== Supplied passage ==
◇ ◇ ◇

Clemson's pursuers have new looks in ACC's Atlantic Division
By AARON BEARD
CHARLOTTE, N.C. (AP) Clemson looks ready for another year as the Atlantic Coast Conference favorite in a division that has long been the league's center of power.
It's the teams behind the three-time defending ACC champion Tigers in the Atlantic Division that are sporting a different look.
Florida State has a new coach in Willie Taggart. Louisville has lost a Heisman Trophy winner in quarterback Lamar Jackson after he spent the past two seasons terrorizing division defenses. And North Carolina State, which finished second to Clemson last year, faces significant questions after defensive player of the year Bradley Chubb was among four defensive linemen selected in the NFL draft.
So how will all that change among Clemson's top contenders affect the divisional race?
"We're about to find out," Louisville coach Bobby Petrino said Thursday during the ACC Kickoff preseason media days. "I think that's greatest thing about the game. We can do all this talking in the offseason and spring and summer, but then the season starts. And that's when you find out who's going to be where, and who's going to challenge Clemson. Obviously it has to go through Clemson. But it's time for someone to get them."
The Tigers are trying to become the first team to win four straight ACC titles since Florida State's nine-year run began in the 1990s. They've lost only four games in three seasons, with two coming against ACC opponents and one - at Syracuse last year - coming within the Atlantic Division.
From there, there are plenty of changes in a division that has claimed seven straight league titles - the biggest coming in Tallahassee.
The Seminoles brought in Taggart after a year at Oregon to take over for Jimbo Fisher, who left for Texas A&M after eight seasons as Bobby Bowden's successor. And that makes Taggart only the Seminoles' third coach since 1976.
Fisher's Seminoles ran a pro-style offense, though Taggart is expected to bring a faster tempo in what is described as a "Gulf Coast" offense rooted in the spread. And he's got two experienced possibilities at quarterbacks in James Blackman and Deondre Francois.
"It'll be faster than what we've been before," Taggart said. "We're not a team that's trying to get 100 plays. We don't do tempo to get 100 plays. We're trying to get explosive plays. ... And we have the players to do that."

◇ ◇ ◇

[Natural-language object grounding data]
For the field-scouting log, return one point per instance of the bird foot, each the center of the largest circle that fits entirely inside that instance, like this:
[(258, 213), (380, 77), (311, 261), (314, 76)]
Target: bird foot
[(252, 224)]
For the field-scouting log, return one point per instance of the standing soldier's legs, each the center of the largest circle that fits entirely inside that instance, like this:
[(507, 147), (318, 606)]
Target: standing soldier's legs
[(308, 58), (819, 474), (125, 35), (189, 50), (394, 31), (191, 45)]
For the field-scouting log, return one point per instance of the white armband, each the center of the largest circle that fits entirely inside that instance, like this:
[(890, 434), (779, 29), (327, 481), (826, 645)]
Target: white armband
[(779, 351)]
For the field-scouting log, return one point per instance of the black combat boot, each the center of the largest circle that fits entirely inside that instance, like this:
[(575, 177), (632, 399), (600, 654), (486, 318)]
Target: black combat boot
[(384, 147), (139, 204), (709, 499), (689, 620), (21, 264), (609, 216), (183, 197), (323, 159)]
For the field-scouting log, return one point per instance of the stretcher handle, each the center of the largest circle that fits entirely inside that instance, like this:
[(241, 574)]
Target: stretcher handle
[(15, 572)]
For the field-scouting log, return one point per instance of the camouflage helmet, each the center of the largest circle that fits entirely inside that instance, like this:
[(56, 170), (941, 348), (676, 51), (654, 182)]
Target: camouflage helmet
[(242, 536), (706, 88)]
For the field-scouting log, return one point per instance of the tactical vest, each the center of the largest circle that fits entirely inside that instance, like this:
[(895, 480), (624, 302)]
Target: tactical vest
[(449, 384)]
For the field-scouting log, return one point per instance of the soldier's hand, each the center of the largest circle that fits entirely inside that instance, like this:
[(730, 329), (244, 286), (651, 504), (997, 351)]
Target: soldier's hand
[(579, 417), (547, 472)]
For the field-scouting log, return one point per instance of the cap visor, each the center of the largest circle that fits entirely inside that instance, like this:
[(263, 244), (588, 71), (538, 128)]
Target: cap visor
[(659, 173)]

◇ ◇ ◇

== Exercise ==
Continue the article about the ACC's Atlantic Division above, starting right after its final quote from Taggart.

== The answer ==
The offense isn't the only change at FSU, to listen to running back Cam Akers.
"Accountability - that's one of the biggest ones," Akers said. "Just people doing what we're supposed to do as a team. Class, being late for things, there's no more. You've got to be accountable for everything. There's real consequences for everything."
At Louisville, the question is how to replace Jackson, the 2016 Heisman winner and last season's ACC offensive player of the year who had a national-best 5,261 yards of total offense. That job falls to Jawon Pass, a 6-foot-4 redshirt sophomore who appeared in five games and has 33 college passes on his resume.
Yet Petrino has the unexpectedly optimistic public position that the offense will be better in 2018 by being more balanced.
"They're still going to have their doubts about what we can do without Lamar," receiver Jaylen Smith said. "So yeah, it feels like we're kind of sliding under the radar."
At N.C. State, the Wolfpack finished 6-2 in the ACC last year and played Clemson within single digits in tough losses in each of the past two seasons. The Wolfpack had a school-record seven players drafted into the NFL.
"Five years ago we had zero wins in the ACC, this year we tied the school record," Doeren said. "Five years ago we had no draft picks, this year we broke the school record. So the progress is there. Everyone sees it. Now it's just continuing to get better and just raising the standard for this program again - and that's what this year is about."